- SELECTED EXTRACT
As shown in FIG. 27, after the shift roller 52 is halted, after a lapse of predetermined time since the sheet rear end has passed through a sheet sensor 73, the discharge upper roller 78a is moved down to the discharge lower roller 78b to discharge the sheet to the first collection tray 110 as the discharge roller 78. By this means, sorted sheets, or sheets that are not sorted are sequentially collected in the first collection tray 110. Subsequently, the discharge upper roller 78a is moved up, and the rotation of the discharge roller 78 is halted (S600). Approximately concurrently therewith, the carry-in roller 72 (carrying-out roller 74) is also halted (S610). In the case where the next sheet exists, the flow is returned to the start, and is repeated until the predetermined number of sheets is processed to complete. By the operation processing as described above, the sheet processing of the small size is performed in the case of the transport guide unit (60D) without the punch unit 60. In addition, as in the foregoing description, the sheet of the large size is subjected to the sorting processing with the alignment plate 95 of the collection tray 90, and is collected in the first collection tray 110 as described previously.

[Load State in the First Collection Tray]

Referring to FIGS. 28A and 28B, described is a state of sheets which are sorted by the shift roller 52 or the alignment plate 95 on the processing tray 90 and collected in the first collection tray 110 according to the flow as described above. First, FIG. 28A is a collection state view of sheets obtained by sorting a sheet, which is sorted by the shift roller 52, by the discharge roller 78 and discharging. In this figure, the sheet shifted by the shift roller 52 is discharged by the discharge roller 78 and is collected, via the carry-in roller 72 and carrying-out roller 74. In the case of this figure, four parts each of 10 sheets are sorted and collected. In addition, this collection method is the same as in the case of collecting in the second collection tray 115 from the second transport path 80 by an escape roller 114.

On the other hand, FIG. 28B is a collection state view in the first collection tray 110 of sheets shifted by the alignment plate 95 of the processing tray 90. As shown in the figure, the sheet of the large size is once placed in the processing tray 90, is shifted by the front-side alignment plate 95a and rear-side alignment plate 95b, and is placed in the first collection tray 110. In the sheets in this Embodiment, the shift is performed by the alignment plate 95 every two sheets, and the last two sheets are shifted to the rear side. Thus, in this Embodiment, it is possible to sort and collect the sheet of the small size in the state of FIG. 28A, in any of the first transport path 70 and the second transport path 80. Further, it is possible to sort the sheet of the large size by the alignment plate 95 of the processing tray 90 shown in FIG. 28B to collect.

[Die Hole Avoidance Shift and Sorting Shift]

Herein, in the case of transporting a particular sheet (letter-size vertical format and legal size in this Embodiment), in the punch blades 62 and die holes 63 receiving the blades formed in the punch shift unit 61, there is the risk that the front end corner of the particular sheet is caught in the three-hole punch blade 62TP and three-hole die hole 63TD among the blades and holes, and that a jam occurs. In other words, when the three-hole die holes 63TD are positioned in positions spaced 108 mm on opposite sides away from the center of the punch shift unit 61, since the sheet widths of the letter vertical format and legal size are 216 mm, the above-mentioned getting caught occurs in transporting in accordance with the center without processing. Therefore, in this Embodiment, the next operation is performed.

- SUPPLIED RECORDS

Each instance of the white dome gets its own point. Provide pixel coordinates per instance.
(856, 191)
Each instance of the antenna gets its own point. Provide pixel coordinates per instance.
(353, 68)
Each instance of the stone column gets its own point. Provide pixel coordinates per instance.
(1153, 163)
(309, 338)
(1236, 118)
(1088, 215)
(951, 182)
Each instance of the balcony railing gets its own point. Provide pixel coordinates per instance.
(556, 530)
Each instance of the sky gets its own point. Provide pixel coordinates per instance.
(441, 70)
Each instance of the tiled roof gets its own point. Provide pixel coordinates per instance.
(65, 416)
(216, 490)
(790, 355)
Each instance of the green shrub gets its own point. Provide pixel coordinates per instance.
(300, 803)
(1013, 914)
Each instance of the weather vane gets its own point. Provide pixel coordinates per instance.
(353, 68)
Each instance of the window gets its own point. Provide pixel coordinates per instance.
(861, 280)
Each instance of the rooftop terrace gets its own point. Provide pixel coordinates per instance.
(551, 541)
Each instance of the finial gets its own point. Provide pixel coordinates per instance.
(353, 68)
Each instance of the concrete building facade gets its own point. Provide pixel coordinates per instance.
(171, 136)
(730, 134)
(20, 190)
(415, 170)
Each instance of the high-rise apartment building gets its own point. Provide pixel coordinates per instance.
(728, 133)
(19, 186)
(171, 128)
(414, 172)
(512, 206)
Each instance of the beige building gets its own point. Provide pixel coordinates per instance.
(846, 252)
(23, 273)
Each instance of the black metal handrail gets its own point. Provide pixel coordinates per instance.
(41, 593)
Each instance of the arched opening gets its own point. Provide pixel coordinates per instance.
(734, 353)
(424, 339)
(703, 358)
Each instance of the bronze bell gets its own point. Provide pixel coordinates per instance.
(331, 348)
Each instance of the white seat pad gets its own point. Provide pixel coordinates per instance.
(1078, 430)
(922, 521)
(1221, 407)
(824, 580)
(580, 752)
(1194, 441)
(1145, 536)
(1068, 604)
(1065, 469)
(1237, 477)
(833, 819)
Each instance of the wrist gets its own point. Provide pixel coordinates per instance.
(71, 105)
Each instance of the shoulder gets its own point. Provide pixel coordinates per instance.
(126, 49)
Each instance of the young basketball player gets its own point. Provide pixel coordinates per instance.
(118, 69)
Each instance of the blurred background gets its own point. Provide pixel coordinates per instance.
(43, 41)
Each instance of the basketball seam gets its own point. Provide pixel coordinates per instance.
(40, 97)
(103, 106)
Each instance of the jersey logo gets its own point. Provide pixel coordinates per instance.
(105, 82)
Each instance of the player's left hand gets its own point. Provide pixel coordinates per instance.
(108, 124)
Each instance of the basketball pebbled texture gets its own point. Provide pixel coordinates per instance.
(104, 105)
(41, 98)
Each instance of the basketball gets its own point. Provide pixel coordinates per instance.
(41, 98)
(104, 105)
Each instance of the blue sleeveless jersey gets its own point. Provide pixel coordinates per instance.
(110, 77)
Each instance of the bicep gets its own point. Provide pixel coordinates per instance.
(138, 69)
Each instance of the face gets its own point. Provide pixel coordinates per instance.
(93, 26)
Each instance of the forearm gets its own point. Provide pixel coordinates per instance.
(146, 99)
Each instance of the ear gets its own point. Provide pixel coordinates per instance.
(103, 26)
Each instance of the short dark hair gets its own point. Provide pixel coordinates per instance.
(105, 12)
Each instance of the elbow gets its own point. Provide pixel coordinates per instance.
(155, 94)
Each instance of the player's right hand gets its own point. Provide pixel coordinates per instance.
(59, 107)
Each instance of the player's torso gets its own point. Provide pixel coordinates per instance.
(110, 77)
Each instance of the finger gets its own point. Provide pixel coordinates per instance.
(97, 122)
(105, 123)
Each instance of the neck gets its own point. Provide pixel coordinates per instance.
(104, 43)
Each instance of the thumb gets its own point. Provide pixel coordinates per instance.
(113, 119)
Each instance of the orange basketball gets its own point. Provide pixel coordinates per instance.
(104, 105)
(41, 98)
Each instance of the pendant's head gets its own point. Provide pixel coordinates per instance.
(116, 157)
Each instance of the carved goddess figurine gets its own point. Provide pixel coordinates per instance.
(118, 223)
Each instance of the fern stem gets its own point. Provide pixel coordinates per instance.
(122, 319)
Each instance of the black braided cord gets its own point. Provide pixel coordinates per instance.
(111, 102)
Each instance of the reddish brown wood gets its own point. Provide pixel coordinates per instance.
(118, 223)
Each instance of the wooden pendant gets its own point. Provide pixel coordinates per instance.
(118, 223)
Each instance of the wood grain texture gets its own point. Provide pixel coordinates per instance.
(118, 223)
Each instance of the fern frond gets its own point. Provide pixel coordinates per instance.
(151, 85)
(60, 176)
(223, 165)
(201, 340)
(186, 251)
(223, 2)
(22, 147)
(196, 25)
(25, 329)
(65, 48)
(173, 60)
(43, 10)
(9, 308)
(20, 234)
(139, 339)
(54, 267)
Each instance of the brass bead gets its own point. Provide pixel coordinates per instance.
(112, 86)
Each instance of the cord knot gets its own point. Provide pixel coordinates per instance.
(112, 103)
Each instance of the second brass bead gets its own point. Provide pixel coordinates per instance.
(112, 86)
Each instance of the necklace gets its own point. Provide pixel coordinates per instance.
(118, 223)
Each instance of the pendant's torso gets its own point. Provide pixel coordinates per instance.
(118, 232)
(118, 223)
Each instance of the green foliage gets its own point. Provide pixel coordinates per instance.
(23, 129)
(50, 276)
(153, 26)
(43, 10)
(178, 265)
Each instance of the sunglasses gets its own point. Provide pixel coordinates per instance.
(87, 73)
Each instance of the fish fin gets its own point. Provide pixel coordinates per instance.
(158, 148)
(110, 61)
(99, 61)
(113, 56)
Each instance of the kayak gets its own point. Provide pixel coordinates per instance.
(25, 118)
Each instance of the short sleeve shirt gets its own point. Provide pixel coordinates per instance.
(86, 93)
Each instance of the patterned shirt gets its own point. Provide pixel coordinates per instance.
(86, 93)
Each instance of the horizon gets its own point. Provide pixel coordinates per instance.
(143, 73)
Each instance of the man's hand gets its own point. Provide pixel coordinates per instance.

- WRITTEN INSTRUCTION
Reproduce the sheet-processing passage, starting with "Referring to FIGS." and going on through "escape roller 114.", and change "discharge roller 78" to "ejection roller 78" wherever it occurs. The listing was taken from a separate source.

- SOLVED PROBLEM
Referring to FIGS. 28A and 28B, described is a state of sheets which are sorted by the shift roller 52 or the alignment plate 95 on the processing tray 90 and collected in the first collection tray 110 according to the flow as described above. First, FIG. 28A is a collection state view of sheets obtained by sorting a sheet, which is sorted by the shift roller 52, by the ejection roller 78 and discharging. In this figure, the sheet shifted by the shift roller 52 is discharged by the ejection roller 78 and is collected, via the carry-in roller 72 and carrying-out roller 74. In the case of this figure, four parts each of 10 sheets are sorted and collected. In addition, this collection method is the same as in the case of collecting in the second collection tray 115 from the second transport path 80 by an escape roller 114.